## PROVIDED TEXT
━━━━

Donald Trump, left, and Chinese president Xi Jinping arrive for a meeting on the sidelines of the G-20 Summit in Hamburg, Germany, earlier this year. Photograph: Saul Loeb/AP
Donald Trump, left, and Chinese president Xi Jinping arrive for a meeting on the sidelines of the G-20 Summit in Hamburg, Germany, earlier this year. Photograph: Saul Loeb/AP

North Korea bomb: Trump’s trade threat to China not seen as credible

This article is more than 6 years old
in Washington and in Tokyo

The US imported $463bn worth of goods from China in 2016. Cutting off trade with Beijing would trigger a protectionist spiral leading to a global recession

Donald Trump huddled with his national security advisers on Sunday to try to decide on a response to North Korea’s sixth and most powerful nuclear test.

Pyongyang said it had detonated a hydrogen bomb, using nuclear fusion as well as fission, and the seismic data suggested a blast that was ten times as big as any of its previous tests.

Before meeting his advisors, Trump was asked if he was considering a military response. “We’ll see,” he replied.

However, his initial responses on Twitter suggested the key aspect of the US reaction would be a call on China and other trading partners to tighten the economic vice on North Korea.

“The United States is considering, in addition to other options, stopping all trade with any country doing business with North Korea,” Trump tweeted.

The threat was not seen as credible. In 2016, the US imported $463bn worth of goods from China, North Korea’s biggest trade partner. Cutting off trade with Beijing would trigger a protectionist spiral that would create a global recession.

━━━━

(Items from a dataset)
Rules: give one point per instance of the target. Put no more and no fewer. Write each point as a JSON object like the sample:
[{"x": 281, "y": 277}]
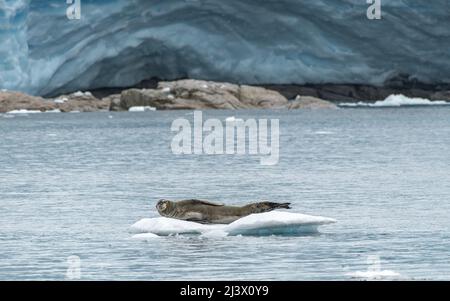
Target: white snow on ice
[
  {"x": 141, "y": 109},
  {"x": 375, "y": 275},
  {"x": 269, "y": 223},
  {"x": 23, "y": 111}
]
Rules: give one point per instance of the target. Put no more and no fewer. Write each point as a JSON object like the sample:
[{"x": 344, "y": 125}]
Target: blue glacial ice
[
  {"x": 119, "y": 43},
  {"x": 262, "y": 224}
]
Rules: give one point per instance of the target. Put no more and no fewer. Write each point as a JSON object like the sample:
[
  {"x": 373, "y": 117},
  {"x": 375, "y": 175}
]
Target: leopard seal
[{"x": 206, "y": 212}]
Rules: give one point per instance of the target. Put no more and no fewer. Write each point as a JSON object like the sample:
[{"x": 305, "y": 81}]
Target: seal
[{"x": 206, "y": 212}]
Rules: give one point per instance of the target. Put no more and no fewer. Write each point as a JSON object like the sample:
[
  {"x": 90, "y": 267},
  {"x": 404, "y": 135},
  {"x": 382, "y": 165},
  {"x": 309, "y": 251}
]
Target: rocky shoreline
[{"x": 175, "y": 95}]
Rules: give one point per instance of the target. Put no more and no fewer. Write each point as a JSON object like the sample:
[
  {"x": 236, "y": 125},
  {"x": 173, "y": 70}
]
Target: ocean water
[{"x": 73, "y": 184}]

━━━━

## PROBLEM 1
According to the article on Trump's response to North Korea's nuclear test, what was the value of goods the US imported from China in 2016?
## PROBLEM 2
Continue the article on Trump's response to North Korea's nuclear test, starting after its last sentence.
The listing comes from a separate source unrelated to the article.

## EXERCISE RESULT 1
$463bn worth of goods.

## EXERCISE RESULT 2
Steven Mnuchin, the US treasury secretary, said he would begin drafting a new package of sanctions. A previous round had targeted mostly Chinese companies that did business with North Korea. “We’ve already started with sanctions against North Korea but I am going to draft a sanctions package to send to the president for his strong consideration,” Mnuchin told Fox News.

However, former officials and analysts said that much would depend on how China now reacted. Beijing had repeatedly warned the North Korean leader, Kim Jong-un, not to carry out another nuclear test.

Nikki Haley, the US ambassador to the UN, tweeted on Sunday: “We along w/Japan, France, the UK and S.Korea have called for an emergency Security Council meeting on N.Korea in the open tomorrow at 10am.”

Working with China and other Pacific powers is Washington’s best of a dwindling range of options. With the latest test, North Korea is signalling that it has made a technological breakthrough. Hours earlier, Kim had been photographed with what appeared to be a two-stage thermonuclear warhead. The video footage and photographs suggested that the device was designed to be small enough to fit into the nose cone of an intercontinental ballistic missile (ICBM) that Pyongyang tested twice in July, which could potentially reach the US mainland.

“While we don’t know for absolute certain the device was a thermonuclear warhead, there is little doubt in my mind it was,” said James Acton, a nuclear weapons expert at the Carnegie Endowment for International Peace. “I think it probably can miniaturize; and for policy development, we have to assume it can.”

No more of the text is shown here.